> [Exercise instructions]: Copy out every line of the items below word for word, leaving out the pictures.

> [Listing]:
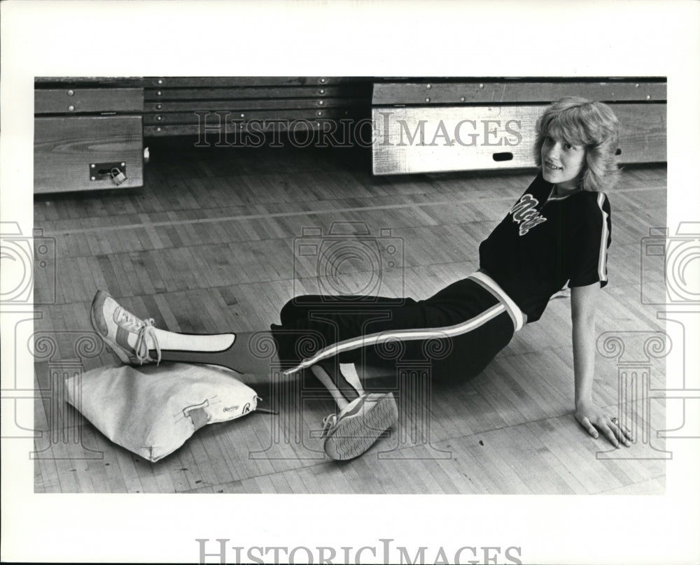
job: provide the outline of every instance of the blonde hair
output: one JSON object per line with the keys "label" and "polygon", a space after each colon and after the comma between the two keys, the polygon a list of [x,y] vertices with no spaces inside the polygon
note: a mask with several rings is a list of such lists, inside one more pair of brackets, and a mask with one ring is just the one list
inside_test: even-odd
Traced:
{"label": "blonde hair", "polygon": [[608,190],[620,178],[615,159],[619,124],[610,107],[579,96],[554,102],[537,120],[535,161],[542,167],[542,145],[550,136],[586,149],[586,164],[580,184],[584,190]]}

> [Response below]:
job: provide the outline of every instance of the blonde hair
output: one JSON object per line with the keys "label" and "polygon", a space after each colon and after the comma between the two keys, the polygon a list of [x,y] vertices with no spaces inside the polygon
note: a mask with several rings is a list of such lists, inside one more pair of brackets, and a mask with one ring is just the one list
inside_test: even-odd
Traced:
{"label": "blonde hair", "polygon": [[608,190],[620,178],[615,159],[619,124],[610,107],[579,96],[554,102],[537,120],[535,161],[542,167],[542,145],[550,136],[586,149],[586,164],[580,184],[584,190]]}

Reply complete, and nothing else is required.